WHAT YOU NEED TO DO: Omit the pictures, then reproduce every remaining record exactly.

STORED RECORDS:
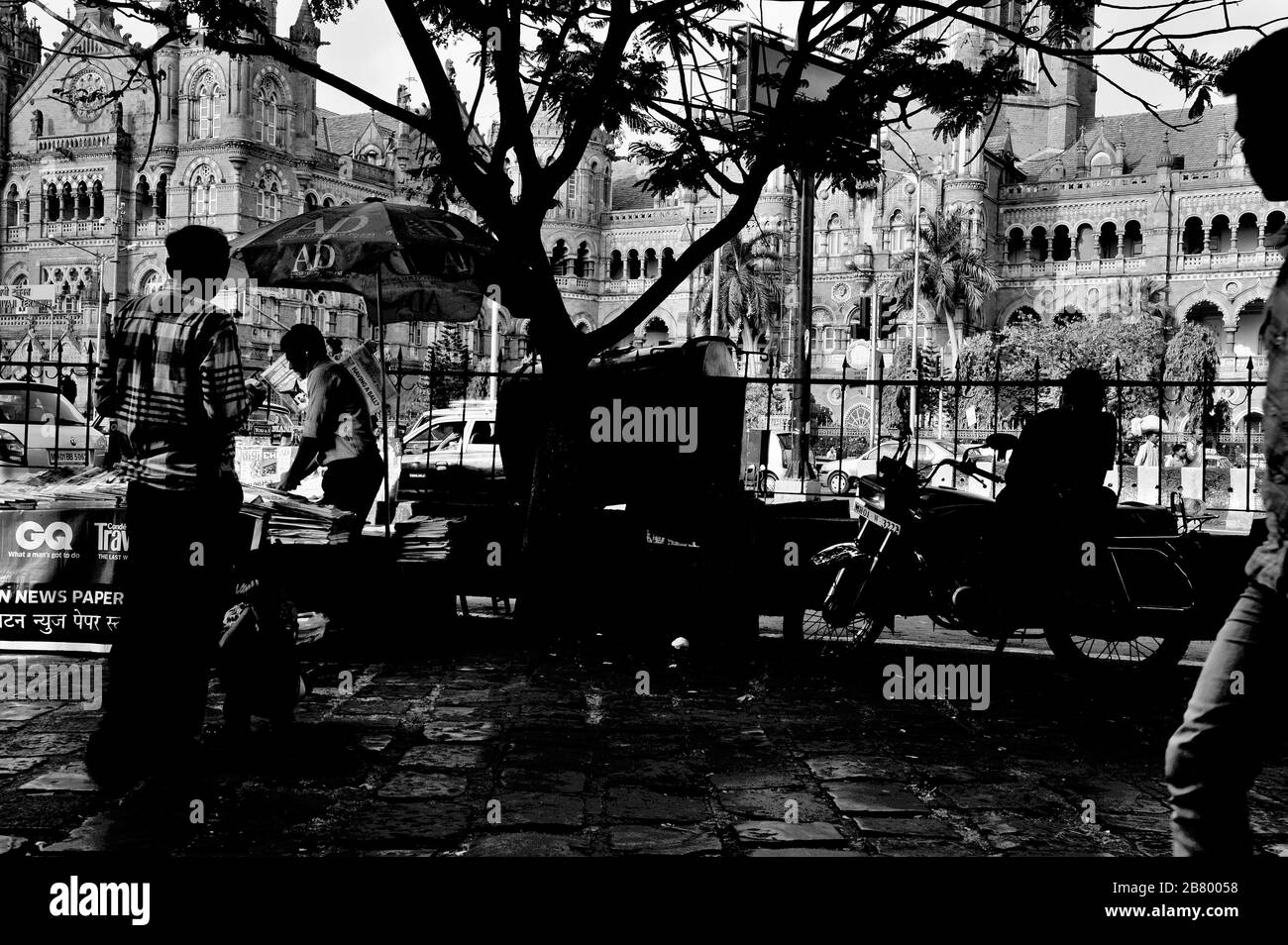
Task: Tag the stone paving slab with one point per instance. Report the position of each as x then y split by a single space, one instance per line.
528 843
764 832
875 798
580 765
24 711
416 786
651 806
671 841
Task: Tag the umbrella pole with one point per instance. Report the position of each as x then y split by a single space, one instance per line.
384 403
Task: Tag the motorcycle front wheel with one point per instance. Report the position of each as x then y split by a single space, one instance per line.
837 621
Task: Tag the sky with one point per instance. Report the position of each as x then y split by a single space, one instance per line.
368 27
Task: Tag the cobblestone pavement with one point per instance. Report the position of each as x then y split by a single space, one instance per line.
506 750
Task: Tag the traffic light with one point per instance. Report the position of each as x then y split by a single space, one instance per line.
861 321
931 364
889 322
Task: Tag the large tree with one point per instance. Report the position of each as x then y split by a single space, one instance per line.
655 69
747 290
956 277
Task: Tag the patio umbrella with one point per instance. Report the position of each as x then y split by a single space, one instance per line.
408 262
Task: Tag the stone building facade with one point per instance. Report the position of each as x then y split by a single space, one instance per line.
1085 215
90 187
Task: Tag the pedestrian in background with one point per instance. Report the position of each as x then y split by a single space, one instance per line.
172 370
1234 713
1147 452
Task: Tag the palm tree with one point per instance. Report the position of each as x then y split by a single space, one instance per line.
748 291
954 273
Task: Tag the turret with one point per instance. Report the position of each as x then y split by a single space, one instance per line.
307 39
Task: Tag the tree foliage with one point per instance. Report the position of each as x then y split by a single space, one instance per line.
655 69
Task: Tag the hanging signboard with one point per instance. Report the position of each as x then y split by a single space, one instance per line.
59 578
17 300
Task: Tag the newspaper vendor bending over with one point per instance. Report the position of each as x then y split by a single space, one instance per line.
338 433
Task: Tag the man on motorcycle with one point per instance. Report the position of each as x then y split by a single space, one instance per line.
1233 714
1055 501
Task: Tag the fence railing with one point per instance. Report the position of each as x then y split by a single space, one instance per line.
1227 471
47 408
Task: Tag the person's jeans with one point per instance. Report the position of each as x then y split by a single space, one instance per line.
176 587
1216 753
353 484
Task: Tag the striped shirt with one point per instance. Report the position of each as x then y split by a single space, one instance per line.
171 370
1267 563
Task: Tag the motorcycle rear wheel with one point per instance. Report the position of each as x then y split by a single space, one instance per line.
1142 654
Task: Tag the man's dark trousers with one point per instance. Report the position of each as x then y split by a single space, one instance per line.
176 587
353 484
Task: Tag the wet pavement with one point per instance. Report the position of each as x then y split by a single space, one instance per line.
590 748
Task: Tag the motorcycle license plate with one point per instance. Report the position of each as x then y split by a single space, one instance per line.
864 512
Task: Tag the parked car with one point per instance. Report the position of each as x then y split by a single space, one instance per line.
454 446
840 475
40 429
778 463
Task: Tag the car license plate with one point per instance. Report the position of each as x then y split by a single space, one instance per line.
864 512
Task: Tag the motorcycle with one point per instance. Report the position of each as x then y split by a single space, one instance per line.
926 551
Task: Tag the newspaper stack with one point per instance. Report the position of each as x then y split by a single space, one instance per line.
58 488
423 538
296 522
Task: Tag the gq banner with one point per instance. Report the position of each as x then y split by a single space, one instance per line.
59 578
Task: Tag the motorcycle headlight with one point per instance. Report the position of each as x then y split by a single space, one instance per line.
12 450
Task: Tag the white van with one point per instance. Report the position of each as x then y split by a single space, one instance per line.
455 442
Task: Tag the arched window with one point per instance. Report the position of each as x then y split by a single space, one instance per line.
1087 242
268 115
205 108
202 196
269 198
559 258
143 200
835 236
1249 233
1222 237
1016 246
898 232
1192 240
1133 240
1109 241
1061 246
1038 248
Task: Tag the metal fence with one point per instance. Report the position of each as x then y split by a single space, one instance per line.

ANSWER TO THE PROBLEM:
Task: Tag the stone paving slab with one point per instance. Report the position of each as x then y split by a single space, one instance per line.
528 843
764 832
875 798
580 765
24 711
416 786
651 806
671 841
Task: Tag the umbrella pole with one point per instance. Report the position of each as x then y split by a single space, one instance per line.
384 403
Task: Tag the motorcycle front wheel with one point per instance. Report the position of each as x then y split by a single space, one instance per line.
837 621
Task: Tag the sky with one point per instance. Report the position of each as x then y split by a single space, one instance per line.
368 27
Task: Tag the cobblestone pavement with one point per instance. Report the position of each as x then y split by a single space, one instance per line.
506 750
Task: Tag the traffic light with one point per instance. Report the position of each as x then y split by a single space, one instance per line.
861 321
931 364
889 322
Task: Tag the large tree with one point per instance. Report the position of each as x then y split by a single space, one instance per line.
655 69
747 290
956 277
Task: Tag the patio umbrella with one point per instance. Report the position of each as x then y split by a single space, one instance per line.
408 262
Task: Tag the stone building facade with one point per instance. Report the position of each as x then y split by a single space, one instance per line.
1085 215
90 187
Task: Tag the pedestrian in background with one point per instance. Report the position of each as x then y split by a single space, one instance per line.
172 370
1234 713
1147 452
Task: Tag the palm tree with one point per instance. Report the position of each as x then y split by a single space, one instance per line.
748 291
954 273
Task: Tag the turret with one point per instance. Report the position of each as x then y split by a single space, one instance per line.
307 39
Task: Tag the tree foliage with one point per instance. Report the position of each as x then y split by a single space, one instance per line.
655 69
Task: Tag the hanging signboard with one point per instance. Report the position of each as x then y split by a single space, one instance per line.
59 578
17 300
Task: Tag the newspaper vendor bending over with one point per instance. Report the position of each as x then y split by a single space, one instance per line.
338 433
Task: Tag the man on motorcycle with one point per instance. Report the position of each as x then y split by a single space, one instance per line.
1233 714
1055 501
Task: Tag the fence railing with one point per instance. Report the position of each as x then y split by a single space, one instance per line.
1227 471
47 408
Task: Tag the person's jeans with one point per instance. Report the position of each as x then y split by a single space, one instance per line.
176 587
1216 753
353 484
Task: Tag the striped shirt with one point per instance. Report the position of each as x then y split by a single space, one instance per line.
171 370
1267 563
Task: Tag the motorcycle rear wheel with one point per instance. Report the position of each as x then y split by a single space, one instance per line.
1142 654
Task: Tag the man's dark trousers with one point per instance. Report the position of each as x then y split by a single space, one instance per line.
176 587
353 484
Task: Tag the wet pavement with one point per instance. Report the position of each as x then y split by a single space, one instance per line.
590 748
Task: Tag the motorcycle license plate with one point per instance. Report the position of each as x then y split by a single space, one instance per line.
864 512
Task: Tag the parked car with one point per instance. Report the position of each as x then y split by a single space, one instance per line.
454 446
840 475
40 429
778 463
Task: Tag the car license plate with one point per instance. Report the position of each as x then y split by a single space, one instance per line.
864 512
Task: Tag the motorcycle with one point per instance. Report the position of each as x then y split by a single space, one instance per line.
926 551
Task: Tag the newspaper stack with one point per instance. Report the position of each as x then y split by a single space, one instance per line.
58 488
423 538
296 522
Task: Tag the gq banner with one point per instance. Report the position of each as x then y split by a single space, one instance per line.
59 578
Task: Tag the motorcycle headlight with one point per instance. Report the position of each as x then y split by a single space, one instance per line.
12 450
Task: Tag the white van with one point per instance. Report the position of each as x then y split by a single space, one instance per line.
455 442
Task: Tag the arched window with one point per instance. Report the position of each as x then y split by a single space, one instance per line.
1087 242
268 115
205 108
202 196
269 198
559 258
143 200
835 236
1249 233
1222 237
1016 246
898 232
1192 240
1133 240
1109 241
1061 246
1038 248
Task: Tag the metal fence with one point per instance. Report the position of each as x then y split by a single space, one instance per line.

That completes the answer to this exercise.